:: Problem requirements ::
Go through the material below and state how many lines include "tunnel", giving the number only.

═════ Exercise data ═════

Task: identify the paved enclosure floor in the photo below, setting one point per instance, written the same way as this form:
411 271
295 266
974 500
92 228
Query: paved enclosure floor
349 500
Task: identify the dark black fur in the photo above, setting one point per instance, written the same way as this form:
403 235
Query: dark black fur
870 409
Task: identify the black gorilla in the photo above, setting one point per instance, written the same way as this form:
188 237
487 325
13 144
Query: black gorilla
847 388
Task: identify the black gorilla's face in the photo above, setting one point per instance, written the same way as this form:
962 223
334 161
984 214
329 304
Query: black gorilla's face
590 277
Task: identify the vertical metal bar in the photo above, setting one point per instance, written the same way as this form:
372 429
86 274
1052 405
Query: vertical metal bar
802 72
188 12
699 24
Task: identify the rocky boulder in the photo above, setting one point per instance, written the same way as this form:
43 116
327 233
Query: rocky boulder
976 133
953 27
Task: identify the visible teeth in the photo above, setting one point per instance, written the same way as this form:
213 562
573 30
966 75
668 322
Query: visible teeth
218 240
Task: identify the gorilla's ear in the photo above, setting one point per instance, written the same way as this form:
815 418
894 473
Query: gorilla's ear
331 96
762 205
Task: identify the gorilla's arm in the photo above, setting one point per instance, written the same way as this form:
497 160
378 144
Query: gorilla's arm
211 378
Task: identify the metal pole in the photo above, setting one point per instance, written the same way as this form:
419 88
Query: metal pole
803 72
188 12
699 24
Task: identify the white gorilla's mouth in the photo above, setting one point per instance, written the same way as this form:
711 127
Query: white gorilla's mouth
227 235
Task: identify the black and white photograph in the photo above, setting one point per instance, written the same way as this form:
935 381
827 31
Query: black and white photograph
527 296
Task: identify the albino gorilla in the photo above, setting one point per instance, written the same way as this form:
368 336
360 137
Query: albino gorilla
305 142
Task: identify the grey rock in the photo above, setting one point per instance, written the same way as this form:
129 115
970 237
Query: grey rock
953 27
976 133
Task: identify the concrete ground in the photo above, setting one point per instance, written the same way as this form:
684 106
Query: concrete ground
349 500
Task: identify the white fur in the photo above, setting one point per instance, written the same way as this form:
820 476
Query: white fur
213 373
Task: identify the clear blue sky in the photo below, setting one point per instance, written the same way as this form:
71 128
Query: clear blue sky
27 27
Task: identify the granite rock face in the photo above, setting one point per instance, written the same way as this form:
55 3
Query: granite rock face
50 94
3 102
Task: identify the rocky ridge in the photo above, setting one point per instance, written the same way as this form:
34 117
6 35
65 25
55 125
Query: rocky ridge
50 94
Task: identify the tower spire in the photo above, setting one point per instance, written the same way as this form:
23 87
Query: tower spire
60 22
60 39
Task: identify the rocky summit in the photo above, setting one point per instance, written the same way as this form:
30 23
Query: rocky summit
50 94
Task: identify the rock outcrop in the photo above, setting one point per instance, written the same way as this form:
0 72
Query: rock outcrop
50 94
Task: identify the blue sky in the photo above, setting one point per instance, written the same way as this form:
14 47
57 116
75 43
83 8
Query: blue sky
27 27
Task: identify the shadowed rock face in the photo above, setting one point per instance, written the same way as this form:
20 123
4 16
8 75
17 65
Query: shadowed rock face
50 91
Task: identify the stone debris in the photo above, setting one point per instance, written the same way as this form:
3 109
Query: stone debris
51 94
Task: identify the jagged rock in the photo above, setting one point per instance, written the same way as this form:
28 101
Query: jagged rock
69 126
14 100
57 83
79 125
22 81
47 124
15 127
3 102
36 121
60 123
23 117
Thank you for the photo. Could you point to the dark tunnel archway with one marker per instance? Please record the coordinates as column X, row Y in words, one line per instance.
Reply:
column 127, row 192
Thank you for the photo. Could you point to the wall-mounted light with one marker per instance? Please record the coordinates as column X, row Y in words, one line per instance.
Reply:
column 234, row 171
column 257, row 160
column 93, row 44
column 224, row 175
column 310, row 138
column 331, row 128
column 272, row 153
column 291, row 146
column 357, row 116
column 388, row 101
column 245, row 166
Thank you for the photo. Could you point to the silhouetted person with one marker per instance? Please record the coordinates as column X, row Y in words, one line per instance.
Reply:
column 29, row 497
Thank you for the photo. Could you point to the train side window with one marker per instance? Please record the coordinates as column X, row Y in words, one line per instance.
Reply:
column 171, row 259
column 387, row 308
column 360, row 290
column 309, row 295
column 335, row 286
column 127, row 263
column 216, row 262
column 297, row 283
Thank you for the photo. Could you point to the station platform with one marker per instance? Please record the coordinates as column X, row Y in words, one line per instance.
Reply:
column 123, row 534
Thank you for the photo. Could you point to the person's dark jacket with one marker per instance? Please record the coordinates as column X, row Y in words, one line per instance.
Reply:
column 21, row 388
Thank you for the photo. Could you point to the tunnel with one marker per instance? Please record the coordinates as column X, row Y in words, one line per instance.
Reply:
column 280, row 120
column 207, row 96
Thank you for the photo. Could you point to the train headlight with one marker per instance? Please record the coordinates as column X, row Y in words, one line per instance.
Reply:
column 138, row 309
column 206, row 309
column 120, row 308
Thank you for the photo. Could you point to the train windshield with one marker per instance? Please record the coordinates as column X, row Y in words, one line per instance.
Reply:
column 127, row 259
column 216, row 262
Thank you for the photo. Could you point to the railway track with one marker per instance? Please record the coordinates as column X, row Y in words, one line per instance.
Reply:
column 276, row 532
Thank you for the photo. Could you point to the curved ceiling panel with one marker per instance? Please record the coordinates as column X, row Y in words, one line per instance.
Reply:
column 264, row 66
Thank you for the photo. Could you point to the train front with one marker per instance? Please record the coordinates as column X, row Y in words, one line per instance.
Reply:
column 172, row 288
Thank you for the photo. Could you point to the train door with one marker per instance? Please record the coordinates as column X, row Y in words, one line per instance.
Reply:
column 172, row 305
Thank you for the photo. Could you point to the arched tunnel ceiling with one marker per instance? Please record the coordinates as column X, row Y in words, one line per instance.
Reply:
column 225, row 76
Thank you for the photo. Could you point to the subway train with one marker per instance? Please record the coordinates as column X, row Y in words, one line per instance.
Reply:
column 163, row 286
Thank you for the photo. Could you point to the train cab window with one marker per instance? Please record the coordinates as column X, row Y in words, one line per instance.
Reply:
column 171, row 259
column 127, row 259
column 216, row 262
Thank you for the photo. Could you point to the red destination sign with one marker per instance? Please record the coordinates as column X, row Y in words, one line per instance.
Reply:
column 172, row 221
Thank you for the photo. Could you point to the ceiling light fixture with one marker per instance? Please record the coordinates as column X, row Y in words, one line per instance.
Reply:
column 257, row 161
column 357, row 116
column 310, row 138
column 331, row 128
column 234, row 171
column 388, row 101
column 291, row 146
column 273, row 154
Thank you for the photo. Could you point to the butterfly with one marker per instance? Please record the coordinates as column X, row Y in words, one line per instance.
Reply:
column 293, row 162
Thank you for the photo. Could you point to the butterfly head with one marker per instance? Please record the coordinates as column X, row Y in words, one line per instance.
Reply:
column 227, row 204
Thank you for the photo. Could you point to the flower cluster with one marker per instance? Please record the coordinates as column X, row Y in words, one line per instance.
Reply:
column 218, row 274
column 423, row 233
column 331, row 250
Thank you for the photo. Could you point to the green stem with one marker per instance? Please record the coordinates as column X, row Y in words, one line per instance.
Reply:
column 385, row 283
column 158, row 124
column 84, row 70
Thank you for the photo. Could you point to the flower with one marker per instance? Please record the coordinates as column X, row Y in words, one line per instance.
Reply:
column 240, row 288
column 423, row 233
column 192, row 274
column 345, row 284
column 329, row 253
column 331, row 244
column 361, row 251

═════

:: Solution ::
3